● **提示された抜粋**
ターミナルについて
ターミナルとはコマンド入力に使用するアプリケーション。ターミナルを開くと「Last Login:」という行が表示される。ここには直近のログイン時刻と端末名が続く。初めてのログインであれば「on console」となる。
2行目はプロントが「ホスト名:~ ユーザー名$」という書式で表示される。プロンプトとは”入力を促すもの”という意味で、プロンプトに続いてカーソルが表示される。
ターミナルとシェル
ターミナルで動いているのはシェルと呼ばれるソフトウェア。シェルはコマンドを受け取りOSの機能を呼び出し、実行結果をターミナルに返す。シェル用のスクリプトを「シェルスクリプト」という。

収集したデータ項目:
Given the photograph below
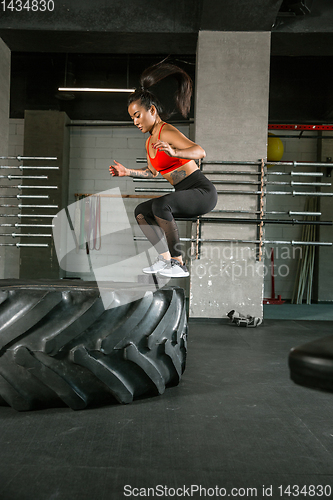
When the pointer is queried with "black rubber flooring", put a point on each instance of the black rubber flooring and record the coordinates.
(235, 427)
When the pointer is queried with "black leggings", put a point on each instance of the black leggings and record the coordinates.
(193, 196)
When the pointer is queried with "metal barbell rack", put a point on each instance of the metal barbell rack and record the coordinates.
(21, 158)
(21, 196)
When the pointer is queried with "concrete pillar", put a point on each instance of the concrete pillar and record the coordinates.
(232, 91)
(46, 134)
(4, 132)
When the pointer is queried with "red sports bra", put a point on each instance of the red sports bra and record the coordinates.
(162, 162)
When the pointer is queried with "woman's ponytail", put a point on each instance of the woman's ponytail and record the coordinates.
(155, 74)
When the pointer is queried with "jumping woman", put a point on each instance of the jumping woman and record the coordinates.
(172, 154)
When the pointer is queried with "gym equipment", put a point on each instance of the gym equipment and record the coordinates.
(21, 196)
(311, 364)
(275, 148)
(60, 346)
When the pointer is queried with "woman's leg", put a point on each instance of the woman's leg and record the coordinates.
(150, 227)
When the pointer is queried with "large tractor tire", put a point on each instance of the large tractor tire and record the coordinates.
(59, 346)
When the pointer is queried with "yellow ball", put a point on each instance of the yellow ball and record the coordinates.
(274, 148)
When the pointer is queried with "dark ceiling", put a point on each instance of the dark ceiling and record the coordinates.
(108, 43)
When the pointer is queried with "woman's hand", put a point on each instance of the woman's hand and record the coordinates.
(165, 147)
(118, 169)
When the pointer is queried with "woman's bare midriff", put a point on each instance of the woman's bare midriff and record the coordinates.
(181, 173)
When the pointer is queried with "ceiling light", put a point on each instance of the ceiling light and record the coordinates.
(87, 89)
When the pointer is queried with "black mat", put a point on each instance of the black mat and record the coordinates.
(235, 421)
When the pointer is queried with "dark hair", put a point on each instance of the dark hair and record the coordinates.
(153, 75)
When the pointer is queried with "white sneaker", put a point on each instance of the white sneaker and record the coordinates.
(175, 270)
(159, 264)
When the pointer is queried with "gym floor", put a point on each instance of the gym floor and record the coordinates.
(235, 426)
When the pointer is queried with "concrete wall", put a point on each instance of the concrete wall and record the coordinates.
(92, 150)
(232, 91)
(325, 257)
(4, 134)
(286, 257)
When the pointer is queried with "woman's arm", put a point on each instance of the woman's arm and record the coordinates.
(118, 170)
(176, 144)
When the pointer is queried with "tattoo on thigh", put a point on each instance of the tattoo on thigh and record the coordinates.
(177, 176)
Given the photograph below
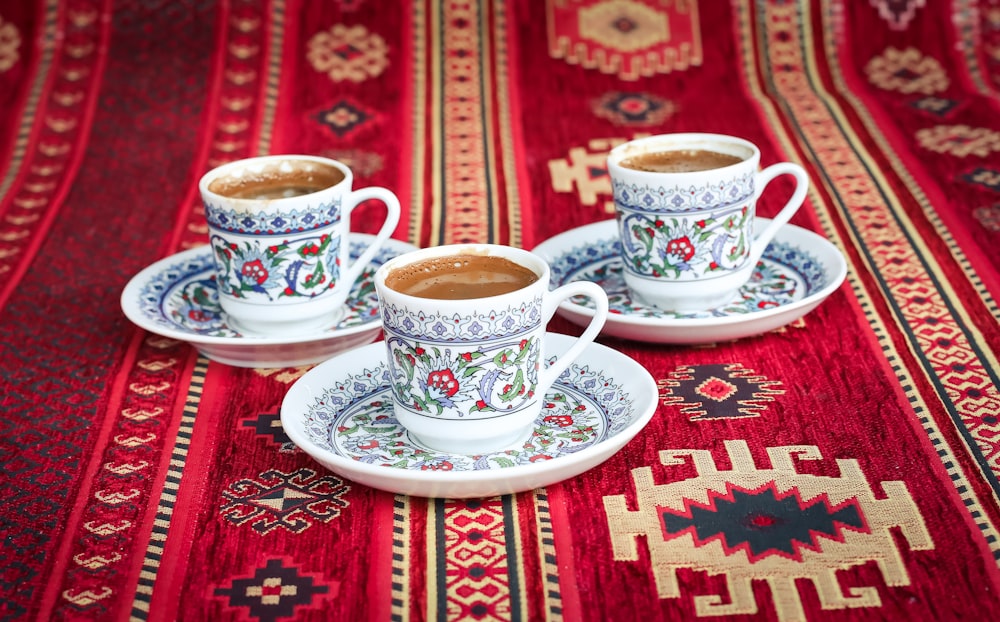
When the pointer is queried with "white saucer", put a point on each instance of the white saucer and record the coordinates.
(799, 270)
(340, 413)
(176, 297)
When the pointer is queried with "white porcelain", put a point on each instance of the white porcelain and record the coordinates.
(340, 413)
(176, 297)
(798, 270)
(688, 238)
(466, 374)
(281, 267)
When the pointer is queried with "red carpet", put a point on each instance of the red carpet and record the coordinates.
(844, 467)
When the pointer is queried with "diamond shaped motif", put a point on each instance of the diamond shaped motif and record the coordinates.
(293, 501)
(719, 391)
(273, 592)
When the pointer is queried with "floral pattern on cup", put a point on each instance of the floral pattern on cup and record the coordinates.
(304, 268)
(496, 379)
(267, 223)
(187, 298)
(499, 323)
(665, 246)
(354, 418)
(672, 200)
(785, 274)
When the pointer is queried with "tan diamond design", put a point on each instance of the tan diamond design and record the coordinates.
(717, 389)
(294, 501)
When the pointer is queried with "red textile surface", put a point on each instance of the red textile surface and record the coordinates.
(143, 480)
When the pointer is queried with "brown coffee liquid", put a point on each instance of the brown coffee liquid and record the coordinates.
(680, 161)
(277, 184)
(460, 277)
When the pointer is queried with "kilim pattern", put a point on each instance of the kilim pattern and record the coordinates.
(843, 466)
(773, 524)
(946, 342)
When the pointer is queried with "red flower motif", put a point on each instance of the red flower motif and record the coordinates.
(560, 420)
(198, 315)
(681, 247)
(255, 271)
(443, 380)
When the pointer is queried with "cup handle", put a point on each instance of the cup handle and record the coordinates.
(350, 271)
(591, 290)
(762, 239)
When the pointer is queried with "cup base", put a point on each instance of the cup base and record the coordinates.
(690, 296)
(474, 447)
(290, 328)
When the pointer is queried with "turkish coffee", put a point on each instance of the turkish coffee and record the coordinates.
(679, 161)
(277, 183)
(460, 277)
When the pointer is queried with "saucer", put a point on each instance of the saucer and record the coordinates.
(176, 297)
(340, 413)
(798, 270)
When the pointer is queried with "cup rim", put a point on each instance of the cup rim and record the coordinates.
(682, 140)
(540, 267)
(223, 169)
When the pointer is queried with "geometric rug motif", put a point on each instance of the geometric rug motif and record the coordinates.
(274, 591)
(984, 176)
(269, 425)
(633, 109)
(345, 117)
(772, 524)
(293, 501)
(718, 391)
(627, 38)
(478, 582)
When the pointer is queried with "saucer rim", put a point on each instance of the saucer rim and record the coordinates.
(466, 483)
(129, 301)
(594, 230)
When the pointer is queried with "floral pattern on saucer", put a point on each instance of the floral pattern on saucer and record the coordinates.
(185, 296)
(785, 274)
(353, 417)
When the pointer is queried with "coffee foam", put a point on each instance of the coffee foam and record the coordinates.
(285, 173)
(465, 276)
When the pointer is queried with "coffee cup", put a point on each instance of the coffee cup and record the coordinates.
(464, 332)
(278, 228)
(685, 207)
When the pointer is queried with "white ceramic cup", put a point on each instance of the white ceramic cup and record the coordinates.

--

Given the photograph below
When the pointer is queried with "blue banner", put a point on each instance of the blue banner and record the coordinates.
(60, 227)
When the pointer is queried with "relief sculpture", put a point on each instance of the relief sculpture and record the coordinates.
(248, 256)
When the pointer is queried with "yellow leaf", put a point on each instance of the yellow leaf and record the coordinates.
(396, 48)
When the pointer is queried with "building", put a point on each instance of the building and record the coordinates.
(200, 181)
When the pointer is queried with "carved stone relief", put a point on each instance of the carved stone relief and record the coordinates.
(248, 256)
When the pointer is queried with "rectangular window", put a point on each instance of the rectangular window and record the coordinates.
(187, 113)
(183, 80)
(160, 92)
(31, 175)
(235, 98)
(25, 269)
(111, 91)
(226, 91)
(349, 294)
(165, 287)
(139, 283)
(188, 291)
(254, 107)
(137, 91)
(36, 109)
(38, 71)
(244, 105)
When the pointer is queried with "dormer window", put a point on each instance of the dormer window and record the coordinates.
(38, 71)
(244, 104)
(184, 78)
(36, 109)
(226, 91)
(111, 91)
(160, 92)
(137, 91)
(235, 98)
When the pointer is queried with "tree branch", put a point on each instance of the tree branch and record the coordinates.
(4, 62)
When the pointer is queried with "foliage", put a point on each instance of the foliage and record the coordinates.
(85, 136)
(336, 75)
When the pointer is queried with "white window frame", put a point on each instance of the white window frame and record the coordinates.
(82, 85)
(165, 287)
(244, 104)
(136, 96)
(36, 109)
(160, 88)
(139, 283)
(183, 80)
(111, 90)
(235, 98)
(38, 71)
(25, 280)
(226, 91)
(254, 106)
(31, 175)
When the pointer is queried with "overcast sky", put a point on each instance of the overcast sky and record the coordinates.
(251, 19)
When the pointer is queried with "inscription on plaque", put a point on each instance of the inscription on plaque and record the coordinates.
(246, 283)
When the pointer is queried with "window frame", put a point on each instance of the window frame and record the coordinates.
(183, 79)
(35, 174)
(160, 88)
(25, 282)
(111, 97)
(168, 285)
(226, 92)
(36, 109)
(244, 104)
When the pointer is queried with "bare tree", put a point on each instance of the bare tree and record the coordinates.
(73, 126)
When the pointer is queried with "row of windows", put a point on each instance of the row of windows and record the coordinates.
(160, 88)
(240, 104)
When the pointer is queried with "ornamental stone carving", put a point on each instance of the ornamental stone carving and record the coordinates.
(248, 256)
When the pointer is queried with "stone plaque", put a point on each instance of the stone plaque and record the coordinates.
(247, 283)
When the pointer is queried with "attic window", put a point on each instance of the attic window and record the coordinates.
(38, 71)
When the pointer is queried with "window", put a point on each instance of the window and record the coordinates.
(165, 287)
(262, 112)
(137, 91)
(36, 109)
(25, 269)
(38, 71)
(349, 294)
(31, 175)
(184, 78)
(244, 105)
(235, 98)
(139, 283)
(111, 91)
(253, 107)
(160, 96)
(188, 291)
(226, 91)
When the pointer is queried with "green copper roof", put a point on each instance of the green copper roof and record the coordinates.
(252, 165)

● **取り組む課題**
**a)** ターミナルに関する文章の「2行目はプロントが「ホスト名」から「スクリプトを「シェルスクリプト」という。」まで（両端を含む）を、「ソフトウェア」を「プログラム」に置き換えて書き直してください。
**b)** 次の(i)〜(iii)がターミナルに関する文章の内容と一致するかどうかを、それぞれ「はい」か「いいえ」で答え、判断の根拠となる文章中の語句をそのまま引用して添えてください。
(i) 初めてログインした場合は「on console」と表示される。
(ii) シェルは実行結果をOSに返す。
(iii) プロンプトに続いてユーザー名が表示される。

● **課題の解答**
**a)**
2行目はプロントが「ホスト名:~ ユーザー名$」という書式で表示される。プロンプトとは”入力を促すもの”という意味で、プロンプトに続いてカーソルが表示される。
ターミナルとシェル
ターミナルで動いているのはシェルと呼ばれるプログラム。シェルはコマンドを受け取りOSの機能を呼び出し、実行結果をターミナルに返す。シェル用のスクリプトを「シェルスクリプト」という。

**b)**
(i) はい：「初めてのログインであれば「on console」となる」
(ii) いいえ：「実行結果をターミナルに返す」
(iii) いいえ：「プロンプトに続いてカーソルが表示される」